Repeat all the data word for word.

Point localization data:
────────────────
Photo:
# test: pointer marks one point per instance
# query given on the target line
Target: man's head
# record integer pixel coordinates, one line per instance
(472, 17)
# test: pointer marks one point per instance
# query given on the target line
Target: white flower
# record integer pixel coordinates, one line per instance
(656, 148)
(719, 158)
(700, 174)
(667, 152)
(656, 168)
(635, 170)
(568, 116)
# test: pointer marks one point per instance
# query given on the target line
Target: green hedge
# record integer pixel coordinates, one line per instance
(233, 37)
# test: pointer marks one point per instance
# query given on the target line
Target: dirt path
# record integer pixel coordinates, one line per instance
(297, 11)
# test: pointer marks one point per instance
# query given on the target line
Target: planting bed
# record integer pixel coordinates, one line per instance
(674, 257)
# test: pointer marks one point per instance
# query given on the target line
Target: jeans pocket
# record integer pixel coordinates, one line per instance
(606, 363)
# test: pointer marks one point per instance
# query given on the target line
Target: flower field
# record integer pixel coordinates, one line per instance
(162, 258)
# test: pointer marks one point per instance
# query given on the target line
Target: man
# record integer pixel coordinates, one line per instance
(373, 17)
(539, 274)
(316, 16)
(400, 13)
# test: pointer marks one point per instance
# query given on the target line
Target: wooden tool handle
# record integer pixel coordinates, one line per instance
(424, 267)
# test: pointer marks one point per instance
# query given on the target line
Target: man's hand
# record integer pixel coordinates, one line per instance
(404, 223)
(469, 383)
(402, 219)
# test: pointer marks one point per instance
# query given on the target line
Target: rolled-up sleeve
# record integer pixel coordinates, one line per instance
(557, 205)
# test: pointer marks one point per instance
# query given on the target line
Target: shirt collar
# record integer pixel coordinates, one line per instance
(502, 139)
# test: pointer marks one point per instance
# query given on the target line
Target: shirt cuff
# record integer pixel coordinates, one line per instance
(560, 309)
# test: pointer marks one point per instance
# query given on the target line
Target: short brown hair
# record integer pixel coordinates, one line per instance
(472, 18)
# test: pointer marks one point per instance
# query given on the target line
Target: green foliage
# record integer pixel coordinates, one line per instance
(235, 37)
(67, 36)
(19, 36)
────────────────
Expected answer:
Photo:
# test: pointer marks one point per instance
# query given on the target line
Target: man's head
# record integer pixel coordinates, one line per instance
(472, 17)
# test: pointer marks one point per instance
# query given on the target line
Target: white flower
# record integer pixel coordinates, one line per instance
(656, 148)
(719, 158)
(700, 174)
(667, 152)
(656, 168)
(635, 170)
(568, 116)
# test: pointer marks one point per instance
# query given on the target line
Target: green hedge
# record integer pixel coordinates, one line per instance
(233, 37)
# test: pointer marks one point per instance
# query given on the target line
Target: dirt path
# record integer pixel coordinates, one line per instance
(297, 11)
# test: pointer marks one point per instance
# query given on the target line
Target: planting bed
# record integer pixel coordinates, one line per instance
(674, 257)
# test: pointer marks one point per instance
# query given on the target line
Target: jeans pocket
# record integer pixel coordinates, one line per instance
(606, 363)
# test: pointer marks one point per instance
# query given on the target line
Target: flower field
# record integer pixel coordinates, one line per instance
(162, 258)
# test: pointer marks one point per instance
# query given on the target line
Target: man
# record integer pixel coordinates, one line per instance
(373, 17)
(539, 274)
(316, 16)
(400, 13)
# test: pointer marks one point per instance
# query given on the target line
Target: wooden tool handle
# record integer pixel coordinates, one line per instance
(424, 267)
# test: pointer marks one point per instance
# query given on the target line
Target: man's hand
# record integer pixel coordinates, one line per instance
(404, 223)
(469, 383)
(402, 219)
# test: pointer marks one point per instance
# query given on the target line
Target: rolled-up sleeve
# record integer pixel coordinates, one line per instance
(557, 205)
# test: pointer marks one point per instance
# query given on the target line
Target: shirt collar
# record integer pixel coordinates, one line per instance
(502, 139)
# test: pointer marks one point per instance
# query given on the target line
Target: shirt cuff
# record integer pixel coordinates, one line per instance
(560, 309)
# test: pointer marks one point per instance
# query given on the target line
Target: short brown hair
# record integer pixel coordinates, one line per instance
(472, 18)
# test: pointer marks one point per instance
# query given on the target line
Target: green foliage
# record integer pixel coordinates, one line per instance
(235, 37)
(67, 36)
(19, 36)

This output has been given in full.